Your goal: Summarize the article about SQL Server Always On Availability Group troubles in two sentences.

─── Document excerpt

3 T.O.P. Reasons Why Your SQL Server Always On Availability Group Solution is Making Your Life Miserable – Learn SQL Server High Availability & Disaster Recovery

Have you ever felt like managing a SQL Server Always On Availability Group is making your life miserable? It’s severely messing up with your sleep cycle? It’s causing you to miss very special occasions? Even missing meals?

If so, you’re not alone. In fact, I see this going on all the time with the clients I serve. You see, I’ve had a very unique vantage point to observe the behavior and thinking of database administrators and systems engineers as they worked with me.

And because I was able to observe how they think, I’ve been able to identify the 3 T.O.P. reasons why your SQL Server Always On Availability Group solution is making your life miserable.

Let me explain…

For the past few months, I’ve been on phone calls with database administrators and systems engineers listening to stories of how their SQL Server Always On Availability Group (AG) solution is making their life miserable…literally.

One guy works as a senior DBA for a global IT company. He was assigned to take care of their newly deployed, mission-critical SQL Server Always On Availability Group. It’s a 3-replica SQL Server 2016 Always On Availability Group running on a Windows Server 2012 R2 Failover Cluster deployed across three different data centers.

Ever since the Always On Availability Group was deployed, they have been experiencing outages after outages. Borrowing his own words, “the outages are taking over his personal life.” It’s all he has been working on, day in and day out. He spends a lot of time on conference calls with the client explaining what caused the outage. His manager is constantly asking why he is spending too much time on the issue. And it doesn’t stop there. He leaves the office way past his scheduled dinner time with family, still on the phone as he drives home and continues with the conference call. He doesn’t get to spend time with his family, doesn’t get enough sleep, doesn’t get to eat well… The list goes on.

──────
─── Records supplied

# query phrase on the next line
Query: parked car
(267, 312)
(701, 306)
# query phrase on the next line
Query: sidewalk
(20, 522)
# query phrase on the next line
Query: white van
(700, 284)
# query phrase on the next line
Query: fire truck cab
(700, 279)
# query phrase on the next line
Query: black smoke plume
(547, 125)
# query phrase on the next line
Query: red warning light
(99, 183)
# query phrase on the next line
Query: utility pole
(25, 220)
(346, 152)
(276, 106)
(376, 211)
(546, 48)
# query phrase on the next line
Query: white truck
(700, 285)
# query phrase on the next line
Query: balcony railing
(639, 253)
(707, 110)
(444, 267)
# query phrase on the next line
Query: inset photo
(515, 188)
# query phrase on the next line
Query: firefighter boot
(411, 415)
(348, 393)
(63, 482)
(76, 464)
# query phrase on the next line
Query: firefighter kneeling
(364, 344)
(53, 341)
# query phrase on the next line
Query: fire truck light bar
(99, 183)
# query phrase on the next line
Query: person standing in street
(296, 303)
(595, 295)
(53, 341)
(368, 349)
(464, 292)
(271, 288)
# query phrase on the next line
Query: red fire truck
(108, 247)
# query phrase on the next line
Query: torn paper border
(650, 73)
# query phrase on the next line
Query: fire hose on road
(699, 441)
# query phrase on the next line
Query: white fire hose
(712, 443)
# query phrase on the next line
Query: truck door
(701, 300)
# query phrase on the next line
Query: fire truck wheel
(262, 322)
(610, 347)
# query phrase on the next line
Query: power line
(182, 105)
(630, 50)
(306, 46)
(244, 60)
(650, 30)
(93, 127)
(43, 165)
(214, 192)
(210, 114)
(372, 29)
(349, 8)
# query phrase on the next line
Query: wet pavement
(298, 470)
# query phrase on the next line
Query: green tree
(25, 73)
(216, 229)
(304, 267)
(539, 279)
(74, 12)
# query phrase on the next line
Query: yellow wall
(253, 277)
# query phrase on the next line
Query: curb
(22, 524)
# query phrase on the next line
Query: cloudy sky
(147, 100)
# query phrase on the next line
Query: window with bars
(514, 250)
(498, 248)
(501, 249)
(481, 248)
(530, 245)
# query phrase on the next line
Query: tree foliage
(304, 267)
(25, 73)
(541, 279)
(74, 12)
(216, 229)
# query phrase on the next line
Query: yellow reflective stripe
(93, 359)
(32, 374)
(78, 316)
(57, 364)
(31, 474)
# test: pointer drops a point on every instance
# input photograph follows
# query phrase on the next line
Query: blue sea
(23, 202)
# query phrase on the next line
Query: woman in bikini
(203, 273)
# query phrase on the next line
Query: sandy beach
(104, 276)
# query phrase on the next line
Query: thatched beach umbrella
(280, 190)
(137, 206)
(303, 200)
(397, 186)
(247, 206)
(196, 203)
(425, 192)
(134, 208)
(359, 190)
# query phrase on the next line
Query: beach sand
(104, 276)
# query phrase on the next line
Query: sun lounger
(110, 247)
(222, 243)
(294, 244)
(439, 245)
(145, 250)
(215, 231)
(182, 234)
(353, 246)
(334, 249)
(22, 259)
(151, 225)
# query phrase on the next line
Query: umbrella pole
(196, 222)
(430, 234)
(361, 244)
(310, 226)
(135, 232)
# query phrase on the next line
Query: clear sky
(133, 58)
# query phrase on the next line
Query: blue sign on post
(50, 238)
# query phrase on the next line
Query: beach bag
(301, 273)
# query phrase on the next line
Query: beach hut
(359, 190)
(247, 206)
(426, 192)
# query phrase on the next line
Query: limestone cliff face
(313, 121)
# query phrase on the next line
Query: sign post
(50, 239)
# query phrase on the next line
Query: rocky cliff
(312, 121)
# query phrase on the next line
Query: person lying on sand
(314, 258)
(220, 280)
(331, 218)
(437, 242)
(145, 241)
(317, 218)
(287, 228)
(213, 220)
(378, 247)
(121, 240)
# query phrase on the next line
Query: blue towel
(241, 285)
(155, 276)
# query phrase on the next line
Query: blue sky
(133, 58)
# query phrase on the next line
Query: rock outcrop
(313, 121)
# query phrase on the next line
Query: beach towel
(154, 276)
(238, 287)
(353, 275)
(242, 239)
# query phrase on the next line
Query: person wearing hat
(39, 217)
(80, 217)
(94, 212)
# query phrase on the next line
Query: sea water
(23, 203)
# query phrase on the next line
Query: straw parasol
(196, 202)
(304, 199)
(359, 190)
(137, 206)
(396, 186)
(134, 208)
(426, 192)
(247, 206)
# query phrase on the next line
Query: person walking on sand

──────

Task result: From phone calls with database administrators and systems engineers, the writer has seen that a SQL Server Always On Availability Group often makes life miserable for the people who manage it, and claims to have pinned down three T.O.P. reasons why. One example is a senior DBA at a global IT company whose newly deployed three-replica SQL Server 2016 Availability Group, spread across three data centers, has had outage after outage, costing him time with his family, sleep, and proper meals.